Extrait cité ->
────────────────

En parcourant mes archives, j’ai retrouvé une découverte faite il y a longtemps, sur le blog de Naïm un remarquable artiste tunisien, Dhafer Youssef, que j’ignorais totalement – et que j’avais oublié entretemps.
C’est un gros coup de coeur pour ce musicien et chanteur dont les oeuvres mêlent le jazz et des influences modernes à une base islamique et soufie.
De l’école coranique aux grandes scènes internationales
Il est né en 1967 dans un petit village de la région de Monastir, petit-fils d’un muezzin qui lui apprend à la fois le Coran et l’adhan (l’appel à la prière) et la musique religieuse, dont on reconnait partout l’influence dans ses morceaux. Enfant, il chante dans les mariages, il écoute aussi la radio et s’imprègne de tout ce qu’il entend : jazz, rock, musique classique, latino, etc. et essaye de reproduire les mélodies sur un jouet qu’on lui a donné, une guitare en plastique.

────────────────

Données affichées ->
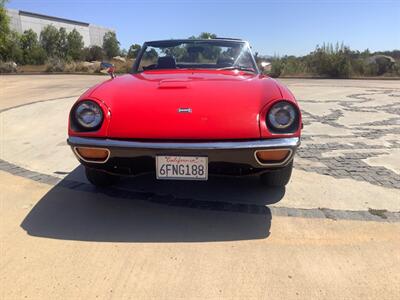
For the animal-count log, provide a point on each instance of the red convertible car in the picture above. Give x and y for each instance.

────────────────

Objectif 1 -> D'après l'extrait cité, en quelle année Dhafer Youssef est-il né ?
Objectif 2 -> Recopiez à l'identique le passage de l'extrait cité qui va de « En parcourant mes » jusqu'à « guitare en plastique. ».

Réponse 1 -> En 1967.

Réponse 2 ->
En parcourant mes archives, j’ai retrouvé une découverte faite il y a longtemps, sur le blog de Naïm un remarquable artiste tunisien, Dhafer Youssef, que j’ignorais totalement – et que j’avais oublié entretemps.
C’est un gros coup de coeur pour ce musicien et chanteur dont les oeuvres mêlent le jazz et des influences modernes à une base islamique et soufie.
De l’école coranique aux grandes scènes internationales
Il est né en 1967 dans un petit village de la région de Monastir, petit-fils d’un muezzin qui lui apprend à la fois le Coran et l’adhan (l’appel à la prière) et la musique religieuse, dont on reconnait partout l’influence dans ses morceaux. Enfant, il chante dans les mariages, il écoute aussi la radio et s’imprègne de tout ce qu’il entend : jazz, rock, musique classique, latino, etc. et essaye de reproduire les mélodies sur un jouet qu’on lui a donné, une guitare en plastique.